**ARTICOLO**
......
Il “bottino” da 120 milioni su una piattaforma di trading clandestino. Il mercato nero dei codici bancari falsi. La rete di tecnici per operazioni illegali. Le mosse del clan dei Papaniciari nella …
Pubblicato il: 03/07/2023 – 13:25
di Pablo Petrasso
CATANZARO A chi segue la cronaca politico-giudiziaria italiana la frase suonerà familiare in modo sinistro. Una sorta di «abbiamo una banca» in salsa ‘ndranghetista. Mark Ulrich Goke, hacker tedesco che sarebbe al servizio della cosca dei Papaniciari, rievoca inconsapevolmente la famigerata intercettazione di Fassino su Unipol. Parla con Salvatore Aracri, considerato una delle colonne della cosca in Germania: «Apriamoci una bella banca tutta per noi – dice –. Questo è più importante di tutte le altre cose e insieme al leader della banca HSBC possiamo trafficare quando vogliamo. Sarebbe una cosa buona».
Buona lo sarebbe di certo per gli affari della cosca e per avere una base da cui dirigere i vari schemi di finanza clandestina emersi nell’inchiesta “Glicine/Acheronte” della Dda di Catanzaro. Il colloquio viene captato agli albori di questo filone d’indagine. E si collega – secondo le valutazioni del gip Antonio Battaglia – a «una serie di transazioni internazionali che il gruppo coordinato da Salvatore Aracri eseguiva (o tentava di eseguire) nel periodo compreso tra maggio 2019 e gennaio 2020». Per i magistrati questi movimenti sui mercati finanziari «delineano ulteriormente le figure di Salvatore Aracri e Mark Goke, oltre che di diversi trader con i quali i due entrano in contatto».
......
**RECORD**
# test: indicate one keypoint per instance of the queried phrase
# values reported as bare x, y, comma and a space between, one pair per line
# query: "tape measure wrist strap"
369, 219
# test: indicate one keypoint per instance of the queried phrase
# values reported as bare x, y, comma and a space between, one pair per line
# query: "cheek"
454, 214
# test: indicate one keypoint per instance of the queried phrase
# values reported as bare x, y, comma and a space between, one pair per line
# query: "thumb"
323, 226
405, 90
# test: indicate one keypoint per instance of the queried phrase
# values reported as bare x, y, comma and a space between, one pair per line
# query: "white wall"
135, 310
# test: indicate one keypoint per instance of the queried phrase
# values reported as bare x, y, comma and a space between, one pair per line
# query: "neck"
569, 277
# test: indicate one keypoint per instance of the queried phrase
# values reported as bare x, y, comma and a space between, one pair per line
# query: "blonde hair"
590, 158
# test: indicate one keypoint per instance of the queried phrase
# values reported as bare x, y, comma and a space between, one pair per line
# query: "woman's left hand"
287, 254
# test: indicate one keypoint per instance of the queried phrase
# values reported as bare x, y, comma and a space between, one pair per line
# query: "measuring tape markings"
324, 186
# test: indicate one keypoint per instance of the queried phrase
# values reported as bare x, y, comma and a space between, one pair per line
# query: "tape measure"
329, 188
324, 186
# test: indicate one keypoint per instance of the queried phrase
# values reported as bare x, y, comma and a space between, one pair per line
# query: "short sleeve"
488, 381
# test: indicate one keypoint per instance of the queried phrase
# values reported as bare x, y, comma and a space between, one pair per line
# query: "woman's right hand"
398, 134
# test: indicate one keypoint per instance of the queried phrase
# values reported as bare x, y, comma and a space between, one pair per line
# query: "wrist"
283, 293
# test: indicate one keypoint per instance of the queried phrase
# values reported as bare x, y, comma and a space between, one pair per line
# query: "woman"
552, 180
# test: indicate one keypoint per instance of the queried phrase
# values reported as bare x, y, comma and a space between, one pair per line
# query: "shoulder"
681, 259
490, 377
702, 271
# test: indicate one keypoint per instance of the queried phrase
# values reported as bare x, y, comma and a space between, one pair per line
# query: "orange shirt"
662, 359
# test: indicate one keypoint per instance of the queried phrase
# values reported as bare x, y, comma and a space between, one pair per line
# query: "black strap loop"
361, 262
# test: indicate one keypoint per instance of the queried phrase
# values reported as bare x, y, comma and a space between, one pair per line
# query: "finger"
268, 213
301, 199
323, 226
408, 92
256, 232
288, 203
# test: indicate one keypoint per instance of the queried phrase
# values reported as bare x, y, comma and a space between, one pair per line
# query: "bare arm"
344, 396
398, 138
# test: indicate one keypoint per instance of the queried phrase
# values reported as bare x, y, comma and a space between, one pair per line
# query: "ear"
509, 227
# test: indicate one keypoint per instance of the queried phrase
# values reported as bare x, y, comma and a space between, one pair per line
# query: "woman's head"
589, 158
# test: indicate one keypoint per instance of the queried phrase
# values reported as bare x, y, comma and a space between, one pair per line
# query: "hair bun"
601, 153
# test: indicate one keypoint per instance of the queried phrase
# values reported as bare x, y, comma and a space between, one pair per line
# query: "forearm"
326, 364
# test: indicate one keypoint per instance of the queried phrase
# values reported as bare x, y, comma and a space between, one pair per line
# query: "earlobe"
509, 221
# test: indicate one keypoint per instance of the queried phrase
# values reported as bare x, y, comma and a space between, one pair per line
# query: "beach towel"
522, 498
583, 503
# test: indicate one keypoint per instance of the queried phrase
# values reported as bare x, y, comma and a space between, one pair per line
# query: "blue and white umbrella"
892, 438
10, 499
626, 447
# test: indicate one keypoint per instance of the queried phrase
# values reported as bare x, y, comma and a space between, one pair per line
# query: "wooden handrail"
......
**COMPITO BREVE 1**
Rispondi alle domande sull'articolo dedicato all'inchiesta "Glicine/Acheronte".
(a) Chi è Mark Ulrich Goke?
(b) In quale periodo il gruppo coordinato da Salvatore Aracri eseguiva o tentava di eseguire le transazioni internazionali?
(c) Quale Dda conduce l'inchiesta?
**COMPITO BREVE 2**
Prosegui l'articolo sull'inchiesta "Glicine/Acheronte" dopo l'ultima frase riportata.

**RISULTATO DELL'ESERCIZIO 1**
(a) Un hacker tedesco che sarebbe al servizio della cosca dei Papaniciari.
(b) Tra maggio 2019 e gennaio 2020.
(c) La Dda di Catanzaro.

**RISULTATO DELL'ESERCIZIO 2**
I 120 milioni di “scaricare” e trasferire in Europa
L’ala finanziaria della cosca, stando alla sintesi del gip, pensa in grande. «Tra i mesi di agosto e ottobre 2019 gli indagati tentavano di effettuare un’operazione finanziaria illegale, rientrando in possesso di un flusso di denaro proveniente dal disinvestimento di un piattaforma di trading clandestina». Una montagna di soldi, 120 milioni di euro che dovevano essere trasferiti dal Sud Est asiatico all’Europa. Nel settembre 2019 sarebbe stata finanziata – appunta il gip – una prima parte dell’operazione, procedendo allo scarico di 49 milioni di euro bonificati su conti svizzeri gestiti da un trade del gruppo “Centi”. Il resto della somma sarebbe invece stato bloccato perché gli “invianti” asiatici avrebbero temuto una truffa ordita dai loro collaterali europei. Allo spostamento di denaro è collegato un codice “TRN”, strumento utilizzato per identificare i bonifici bancari e per verificarne la correttezza.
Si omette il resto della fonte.